▶ [Problem]: Show each line of the data below that contains the string "Target", copied in full.

Dataset excerpt:
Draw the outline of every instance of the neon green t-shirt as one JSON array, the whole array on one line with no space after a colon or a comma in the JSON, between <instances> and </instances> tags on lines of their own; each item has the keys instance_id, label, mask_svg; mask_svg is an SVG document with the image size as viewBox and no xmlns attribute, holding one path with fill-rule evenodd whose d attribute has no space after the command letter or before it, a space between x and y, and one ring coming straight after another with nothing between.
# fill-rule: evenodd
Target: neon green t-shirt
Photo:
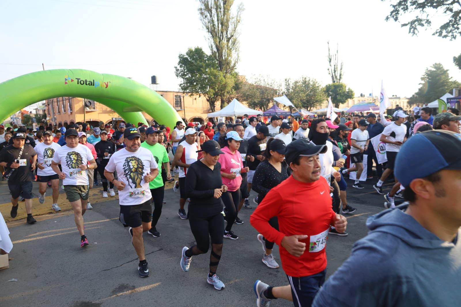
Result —
<instances>
[{"instance_id":1,"label":"neon green t-shirt","mask_svg":"<svg viewBox=\"0 0 461 307\"><path fill-rule=\"evenodd\" d=\"M149 182L149 188L155 189L160 187L163 185L163 180L162 179L162 163L170 162L166 149L159 143L152 146L145 141L141 143L141 147L150 150L155 159L155 162L159 164L159 175L155 179Z\"/></svg>"}]
</instances>

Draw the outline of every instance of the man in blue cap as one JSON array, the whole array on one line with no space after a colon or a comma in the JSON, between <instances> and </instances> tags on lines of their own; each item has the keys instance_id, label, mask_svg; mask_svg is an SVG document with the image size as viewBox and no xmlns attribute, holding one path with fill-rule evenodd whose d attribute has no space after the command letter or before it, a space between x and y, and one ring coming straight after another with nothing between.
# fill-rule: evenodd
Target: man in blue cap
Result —
<instances>
[{"instance_id":1,"label":"man in blue cap","mask_svg":"<svg viewBox=\"0 0 461 307\"><path fill-rule=\"evenodd\" d=\"M460 152L461 136L451 131L418 133L402 145L395 172L408 202L368 218L371 231L313 306L459 305Z\"/></svg>"}]
</instances>

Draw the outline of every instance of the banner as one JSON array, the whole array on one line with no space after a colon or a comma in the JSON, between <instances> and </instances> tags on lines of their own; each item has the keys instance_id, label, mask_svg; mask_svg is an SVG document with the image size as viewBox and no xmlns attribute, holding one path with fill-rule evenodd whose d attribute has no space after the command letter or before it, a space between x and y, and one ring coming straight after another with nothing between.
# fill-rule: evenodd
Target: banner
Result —
<instances>
[{"instance_id":1,"label":"banner","mask_svg":"<svg viewBox=\"0 0 461 307\"><path fill-rule=\"evenodd\" d=\"M376 159L378 164L387 162L387 157L386 156L386 143L379 140L381 134L378 134L371 139L372 145L376 153Z\"/></svg>"}]
</instances>

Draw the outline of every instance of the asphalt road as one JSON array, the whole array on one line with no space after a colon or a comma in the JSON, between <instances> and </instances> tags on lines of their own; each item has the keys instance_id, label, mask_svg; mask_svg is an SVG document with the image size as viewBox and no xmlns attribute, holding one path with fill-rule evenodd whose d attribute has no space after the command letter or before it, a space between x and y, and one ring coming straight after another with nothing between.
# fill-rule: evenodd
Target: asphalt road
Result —
<instances>
[{"instance_id":1,"label":"asphalt road","mask_svg":"<svg viewBox=\"0 0 461 307\"><path fill-rule=\"evenodd\" d=\"M327 276L347 258L354 242L366 235L366 218L384 209L382 196L372 187L375 180L362 183L365 188L362 190L352 188L352 181L347 181L349 204L358 210L346 215L349 235L329 236ZM0 201L6 203L9 196L5 182L0 185ZM391 186L386 184L385 190ZM253 285L256 279L274 286L288 284L281 268L270 269L261 261L258 233L249 223L255 206L253 204L253 209L243 208L239 214L244 223L233 227L240 239L224 239L217 272L225 289L215 290L207 283L209 252L194 256L189 271L183 272L181 249L195 241L187 220L177 215L179 194L170 187L157 225L161 236L144 234L150 271L146 278L137 275L138 260L130 236L118 219L118 201L102 199L100 188L93 191L100 195L93 197L99 202L84 216L90 243L85 248L80 247L71 211L36 217L38 222L34 225L26 224L25 219L8 223L14 246L10 268L0 271L0 306L252 306L255 303ZM274 254L280 264L277 245ZM17 281L8 281L13 278ZM277 300L271 306L293 305Z\"/></svg>"}]
</instances>

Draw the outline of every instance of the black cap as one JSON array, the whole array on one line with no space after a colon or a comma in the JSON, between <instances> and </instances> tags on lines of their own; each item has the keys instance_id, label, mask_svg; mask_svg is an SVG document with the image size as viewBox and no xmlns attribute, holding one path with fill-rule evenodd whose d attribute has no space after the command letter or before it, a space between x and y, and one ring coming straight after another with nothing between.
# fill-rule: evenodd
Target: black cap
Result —
<instances>
[{"instance_id":1,"label":"black cap","mask_svg":"<svg viewBox=\"0 0 461 307\"><path fill-rule=\"evenodd\" d=\"M130 127L125 129L123 132L123 137L132 140L136 137L141 137L141 134L139 133L139 130L136 127Z\"/></svg>"},{"instance_id":2,"label":"black cap","mask_svg":"<svg viewBox=\"0 0 461 307\"><path fill-rule=\"evenodd\" d=\"M365 120L359 120L359 126L368 126L368 123Z\"/></svg>"},{"instance_id":3,"label":"black cap","mask_svg":"<svg viewBox=\"0 0 461 307\"><path fill-rule=\"evenodd\" d=\"M289 165L297 157L312 157L325 153L327 149L326 145L314 145L304 138L300 138L288 144L285 151L285 160Z\"/></svg>"},{"instance_id":4,"label":"black cap","mask_svg":"<svg viewBox=\"0 0 461 307\"><path fill-rule=\"evenodd\" d=\"M67 138L68 136L71 135L75 135L76 137L78 137L78 132L75 129L68 129L65 131L65 133L64 134L64 137Z\"/></svg>"},{"instance_id":5,"label":"black cap","mask_svg":"<svg viewBox=\"0 0 461 307\"><path fill-rule=\"evenodd\" d=\"M271 136L271 133L269 133L269 128L265 125L262 125L258 129L258 132L260 132L264 135L265 137Z\"/></svg>"},{"instance_id":6,"label":"black cap","mask_svg":"<svg viewBox=\"0 0 461 307\"><path fill-rule=\"evenodd\" d=\"M214 140L209 140L207 141L201 145L201 149L197 150L197 152L200 151L205 151L207 152L212 156L218 156L224 153L221 151L221 147L218 142Z\"/></svg>"},{"instance_id":7,"label":"black cap","mask_svg":"<svg viewBox=\"0 0 461 307\"><path fill-rule=\"evenodd\" d=\"M336 130L337 130L338 131L341 131L341 130L343 130L344 131L350 131L350 130L352 130L351 128L347 126L344 124L340 124L338 126L339 126L337 128Z\"/></svg>"}]
</instances>

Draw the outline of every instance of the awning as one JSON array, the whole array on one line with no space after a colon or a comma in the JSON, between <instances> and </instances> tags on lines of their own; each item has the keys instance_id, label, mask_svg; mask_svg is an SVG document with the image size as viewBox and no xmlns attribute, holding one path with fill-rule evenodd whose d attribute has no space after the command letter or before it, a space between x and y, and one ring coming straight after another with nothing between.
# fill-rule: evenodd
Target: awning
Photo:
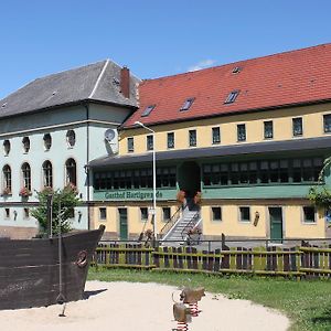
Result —
<instances>
[{"instance_id":1,"label":"awning","mask_svg":"<svg viewBox=\"0 0 331 331\"><path fill-rule=\"evenodd\" d=\"M237 143L232 146L215 146L207 148L190 148L156 153L157 161L196 160L215 157L259 154L270 152L307 151L316 149L331 149L331 136L309 139L292 139L282 141L264 141L258 143ZM111 166L128 166L152 161L152 152L105 157L92 160L90 168L106 168Z\"/></svg>"}]
</instances>

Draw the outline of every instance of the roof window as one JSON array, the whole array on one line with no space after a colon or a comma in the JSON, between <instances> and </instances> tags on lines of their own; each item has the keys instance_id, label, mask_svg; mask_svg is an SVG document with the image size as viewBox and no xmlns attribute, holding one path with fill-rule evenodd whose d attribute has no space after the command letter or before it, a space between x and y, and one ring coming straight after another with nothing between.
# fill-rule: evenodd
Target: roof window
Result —
<instances>
[{"instance_id":1,"label":"roof window","mask_svg":"<svg viewBox=\"0 0 331 331\"><path fill-rule=\"evenodd\" d=\"M181 111L182 110L189 110L190 109L190 107L192 106L192 104L194 103L194 99L195 98L188 98L188 99L185 99L185 102L184 102L184 104L183 104L183 106L181 107Z\"/></svg>"},{"instance_id":2,"label":"roof window","mask_svg":"<svg viewBox=\"0 0 331 331\"><path fill-rule=\"evenodd\" d=\"M150 105L150 106L147 106L145 108L145 110L142 111L141 114L141 117L147 117L149 116L149 114L151 114L151 111L156 108L156 105Z\"/></svg>"},{"instance_id":3,"label":"roof window","mask_svg":"<svg viewBox=\"0 0 331 331\"><path fill-rule=\"evenodd\" d=\"M233 70L232 70L232 73L233 74L238 74L243 68L241 66L235 66Z\"/></svg>"},{"instance_id":4,"label":"roof window","mask_svg":"<svg viewBox=\"0 0 331 331\"><path fill-rule=\"evenodd\" d=\"M239 94L238 89L231 92L226 100L224 102L224 104L233 104L236 100L238 94Z\"/></svg>"}]
</instances>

▶ [Solution to this exercise]:
Target: neon green t-shirt
Target: man in blue cap
Target: banner
Target: asphalt road
Target: black cap
Target: awning
Target: roof window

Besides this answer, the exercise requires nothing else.